Tekstfragment =>
Het bestemmingsplan bestaat uit een verbeelding, regels en deze toelichting. De toelichting is opgebouwd uit 6 hoofdstukken. Na dit inleidende hoofdstuk wordt in hoofdstuk 2 de huidige situatie en het planvoornemen beschreven. In hoofdstuk 3 wordt het plan getoetst aan het beleidskader, waarna in hoofdstuk 4 de uitvoerbaarheid van het plan wordt aangetoond aan de hand van relevante milieu- en omgevingsaspecten en de economische uitvoerbaarheid. In hoofdstuk 5 volgt de wijze van bestemmen, waarin uiteen wordt gezet hoe het plan juridisch is vertaald naar de verbeelding en de regels. Tenslotte komen in hoofdstuk 6 de resultaten van de procedure aan de orde.

Hoofdstuk 2 Het plan

2.1 Huidige situatie

Het plangebied is gelegen aan de Oude Bochtolsebaan 2 te Woold in het buitengebied van de gemeente Winterswijk. Op het perceel is een woonboerderij uit 1912 met een aantal voormalige agrarische bedrijfsgebouwen aanwezig. Voor het overige is het perceel ingericht als tuin.

Getoonde gegevens =>
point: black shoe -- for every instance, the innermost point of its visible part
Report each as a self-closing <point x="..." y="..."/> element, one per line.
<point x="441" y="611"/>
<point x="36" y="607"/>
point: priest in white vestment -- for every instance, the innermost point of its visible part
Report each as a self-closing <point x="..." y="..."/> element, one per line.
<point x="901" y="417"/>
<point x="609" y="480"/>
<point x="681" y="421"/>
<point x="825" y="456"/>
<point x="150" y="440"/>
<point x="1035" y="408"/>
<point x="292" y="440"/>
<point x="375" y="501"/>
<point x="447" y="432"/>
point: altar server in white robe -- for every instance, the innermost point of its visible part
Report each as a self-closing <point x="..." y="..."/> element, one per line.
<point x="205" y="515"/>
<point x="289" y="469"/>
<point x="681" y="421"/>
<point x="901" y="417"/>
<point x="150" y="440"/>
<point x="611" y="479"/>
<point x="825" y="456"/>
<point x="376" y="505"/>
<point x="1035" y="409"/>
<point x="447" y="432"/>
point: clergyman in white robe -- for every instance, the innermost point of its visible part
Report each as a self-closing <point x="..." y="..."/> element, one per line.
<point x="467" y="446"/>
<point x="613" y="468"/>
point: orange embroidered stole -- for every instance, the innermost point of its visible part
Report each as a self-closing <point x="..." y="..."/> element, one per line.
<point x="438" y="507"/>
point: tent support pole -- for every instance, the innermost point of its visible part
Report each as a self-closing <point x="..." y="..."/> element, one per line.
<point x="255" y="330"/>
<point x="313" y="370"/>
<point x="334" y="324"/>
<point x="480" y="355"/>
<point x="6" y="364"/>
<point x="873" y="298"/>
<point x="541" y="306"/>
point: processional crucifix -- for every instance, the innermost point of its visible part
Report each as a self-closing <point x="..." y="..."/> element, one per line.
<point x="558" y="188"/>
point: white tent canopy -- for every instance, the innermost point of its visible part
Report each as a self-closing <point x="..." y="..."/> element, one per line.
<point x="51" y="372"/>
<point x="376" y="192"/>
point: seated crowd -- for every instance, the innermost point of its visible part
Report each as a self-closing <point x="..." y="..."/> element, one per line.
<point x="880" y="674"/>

Uit te voeren =>
a. Uit welk jaar stamt de woonboerderij op het perceel volgens de tekst over het bestemmingsplan?
b. Herhaal woordelijk het deel van de tekst over het bestemmingsplan dat begint bij de woorden "2.1 Huidige situatie" en stopt na "ingericht als tuin.".
De gegevens hebben niets met de tekst over het bestemmingsplan te maken.

Antwoorden =>
a. Uit 1912.

b.
2.1 Huidige situatie

Het plangebied is gelegen aan de Oude Bochtolsebaan 2 te Woold in het buitengebied van de gemeente Winterswijk. Op het perceel is een woonboerderij uit 1912 met een aantal voormalige agrarische bedrijfsgebouwen aanwezig. Voor het overige is het perceel ingericht als tuin.